§ **Extracted text**
_ _ _ _ _

Whole30 Food List: What You Can and Cannot Eat
A fervid lover of the culinary arts and all things Instant Pot, Laurel has been writing about food for 10 years. One of her cookbooks was the #2 cookbook of 2017.
Updated on 12/24/19
Whole30 is a popular one-month meal plan designed to reset your body. The basic philosophy is that by eliminating commonly problematic foods like alcohol, sugar, grains, and dairy, you will reset your body. Through gradual reintroduction of foods, you can discover what ingredients affect your metabolism, digestion, energy levels, mental health, and more.
Even though the creators of Whole30 don’t consider it a "diet," something to keep in mind is that you can only eat certain foods during the 30 days with a list of specific foods that are forbidden. Unlike a normal diet, a single slip up means starting all over again, so it is best to know what you’re getting into before you start. As always, it’s important to consult with your healthcare professional before starting any diet.
What You Can’t Eat
These foods are off-limits during the 30 days of a Whole30 eating plan. Don’t eat them or drink them—even a bite or a sip will throw off the whole experiment.

_ _ _ _ _

§ **Dataset content**
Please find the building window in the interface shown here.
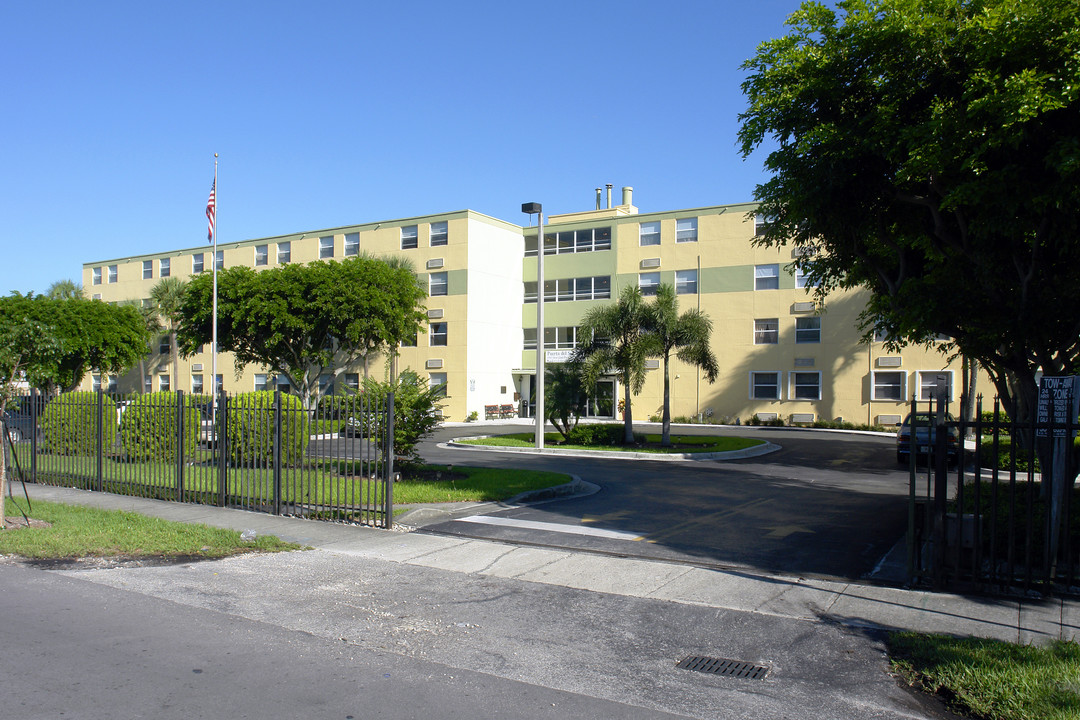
[754,264,780,290]
[428,372,446,397]
[788,372,821,400]
[675,270,698,295]
[754,317,780,345]
[795,317,821,342]
[872,370,907,403]
[429,220,449,247]
[428,272,448,297]
[637,272,660,297]
[637,221,660,246]
[918,370,953,402]
[675,217,698,243]
[750,372,780,400]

_ _ _ _ _

§ **Complete the following**
1 – List the foods that the Whole30 food list names as commonly problematic ones to eliminate.
2 – Continue the Whole30 food list from its last sentence under "What You Can't Eat."
The entries come from a different source than the Whole30 food list.

§ **Task-by-task answers**
1 – Alcohol, sugar, grains, and dairy.

2 –
A good general rule is if a food label has a long list of ingredients, it’s probably not Whole30 compliant. The focus is on eating real, whole foods and ditching preservative-filled convenience foods. The meal plan also encourages you not to emulate junk foods like pancakes and pizza, even if they’re made out of Whole30 compliant ingredients. This is to help change the way you think about food after the month is over.
- Alcohol: No beer, wine, or liquor, not even for cooking.
- Added sugar: Exclude added sugar and artificial sweeteners of any kind, including popular sugar substitutes like honey, agave, maple syrup, and Stevia.
- Dairy: No milk products from any animals including cow, goat, and sheep. This includes cheese, cream, and butter.
- Grains: Every kind of grain is out, even if it’s gluten-free. This includes oats, wheat, rice, corn, quinoa, buckwheat, rye, barley, and more. Note that ingredients made from grains also count, like germ, starch, and bran.
- Legumes: No beans or peas of any kind including soybeans and soy products like tofu, soy sauce, and miso. No peanuts or peanut butter, either.
- MSG, Sulfites, or Carrageenan: Be sure to read all food labels carefully and avoid preservatives and highly manufactured ingredients.
- Packaged Foods: Foods that may technically comply with Whole30, but are clearly unhealthy such as baked goods, chips, and French fries should be excluded from your diet.
What You Can Eat
While some key groups of foods are excluded while on a Whole30 meal plan, there are still plenty of delicious things you can eat.
- Vegetables: All veggies, including carb-rich potatoes, are allowed during Whole30. A healthy mix of different vegetables both cooked and raw is recommended. Sugar snap peas, green beans, and snow peas are allowed.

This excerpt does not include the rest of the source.